• _What is expected_
Exactly reproduce each record listed below.

• _Extracted entries_
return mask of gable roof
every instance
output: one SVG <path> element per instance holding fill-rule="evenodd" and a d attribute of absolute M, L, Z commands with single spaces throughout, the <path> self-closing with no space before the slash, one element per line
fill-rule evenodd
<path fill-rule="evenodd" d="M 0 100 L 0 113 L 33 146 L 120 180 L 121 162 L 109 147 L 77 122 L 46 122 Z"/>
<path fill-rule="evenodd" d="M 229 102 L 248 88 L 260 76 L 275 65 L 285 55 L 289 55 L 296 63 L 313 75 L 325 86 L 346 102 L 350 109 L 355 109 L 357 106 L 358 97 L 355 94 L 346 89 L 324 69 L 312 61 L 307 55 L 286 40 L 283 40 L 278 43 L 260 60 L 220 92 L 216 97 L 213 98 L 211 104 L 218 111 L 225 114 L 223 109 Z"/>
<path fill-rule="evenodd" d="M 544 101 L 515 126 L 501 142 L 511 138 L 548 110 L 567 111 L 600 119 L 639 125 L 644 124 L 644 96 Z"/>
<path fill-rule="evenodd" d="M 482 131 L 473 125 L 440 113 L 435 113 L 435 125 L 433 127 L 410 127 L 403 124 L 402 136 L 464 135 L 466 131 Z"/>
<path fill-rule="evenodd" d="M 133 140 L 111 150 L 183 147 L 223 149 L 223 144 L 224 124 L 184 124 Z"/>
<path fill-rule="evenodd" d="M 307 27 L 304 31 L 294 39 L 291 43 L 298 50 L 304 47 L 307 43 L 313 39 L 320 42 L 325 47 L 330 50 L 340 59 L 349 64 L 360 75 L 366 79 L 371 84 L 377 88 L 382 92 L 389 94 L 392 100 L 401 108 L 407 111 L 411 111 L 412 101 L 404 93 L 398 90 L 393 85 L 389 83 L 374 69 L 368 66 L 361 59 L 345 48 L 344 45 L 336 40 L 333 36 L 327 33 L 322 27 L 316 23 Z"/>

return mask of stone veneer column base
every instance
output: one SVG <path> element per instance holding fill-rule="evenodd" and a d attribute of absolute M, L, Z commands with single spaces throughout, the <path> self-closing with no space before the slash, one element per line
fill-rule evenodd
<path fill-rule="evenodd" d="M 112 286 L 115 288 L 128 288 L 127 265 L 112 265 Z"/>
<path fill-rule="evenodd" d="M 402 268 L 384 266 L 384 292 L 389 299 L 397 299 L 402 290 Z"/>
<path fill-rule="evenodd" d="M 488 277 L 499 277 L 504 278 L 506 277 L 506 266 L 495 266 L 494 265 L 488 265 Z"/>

• _Solved exercise_
return mask of gable roof
every instance
output: one SVG <path> element per instance holding fill-rule="evenodd" and a d attribute of absolute M, L, Z commands with single spaces throughout, the <path> self-closing with no space before the slash, one element per line
fill-rule evenodd
<path fill-rule="evenodd" d="M 0 100 L 0 113 L 33 146 L 120 180 L 121 162 L 109 147 L 77 122 L 46 122 Z"/>
<path fill-rule="evenodd" d="M 229 102 L 248 88 L 260 76 L 275 65 L 285 55 L 289 55 L 296 63 L 313 75 L 325 86 L 346 102 L 350 109 L 355 109 L 357 106 L 358 97 L 355 94 L 346 89 L 324 69 L 312 61 L 307 55 L 286 40 L 283 40 L 278 43 L 260 60 L 220 92 L 216 97 L 213 98 L 211 104 L 218 111 L 225 114 L 223 109 Z"/>
<path fill-rule="evenodd" d="M 544 101 L 515 126 L 501 142 L 511 138 L 548 110 L 567 111 L 600 119 L 639 125 L 644 124 L 644 96 Z"/>
<path fill-rule="evenodd" d="M 482 131 L 473 125 L 440 113 L 435 113 L 435 125 L 433 127 L 410 127 L 403 124 L 402 136 L 464 135 L 466 131 Z"/>
<path fill-rule="evenodd" d="M 133 140 L 111 150 L 183 147 L 223 149 L 223 144 L 224 124 L 184 124 Z"/>
<path fill-rule="evenodd" d="M 307 27 L 304 31 L 294 39 L 291 43 L 298 50 L 304 47 L 307 43 L 313 39 L 320 42 L 325 47 L 330 50 L 340 59 L 349 64 L 360 75 L 366 79 L 371 84 L 377 88 L 382 92 L 389 94 L 392 100 L 401 108 L 407 111 L 411 111 L 412 101 L 404 93 L 398 90 L 393 85 L 389 83 L 374 69 L 368 66 L 361 59 L 345 48 L 344 45 L 336 40 L 333 36 L 327 33 L 322 27 L 316 23 Z"/>

return mask of stone veneer column base
every instance
output: one SVG <path> element per instance holding fill-rule="evenodd" and a d attribute of absolute M, L, Z commands with single spaces throughout, the <path> self-closing with no space before the slash, one element per line
fill-rule evenodd
<path fill-rule="evenodd" d="M 112 286 L 115 288 L 128 288 L 127 265 L 112 265 Z"/>
<path fill-rule="evenodd" d="M 402 268 L 384 266 L 384 292 L 389 299 L 397 299 L 402 290 Z"/>
<path fill-rule="evenodd" d="M 488 277 L 499 277 L 504 278 L 506 277 L 506 266 L 495 266 L 494 265 L 488 265 Z"/>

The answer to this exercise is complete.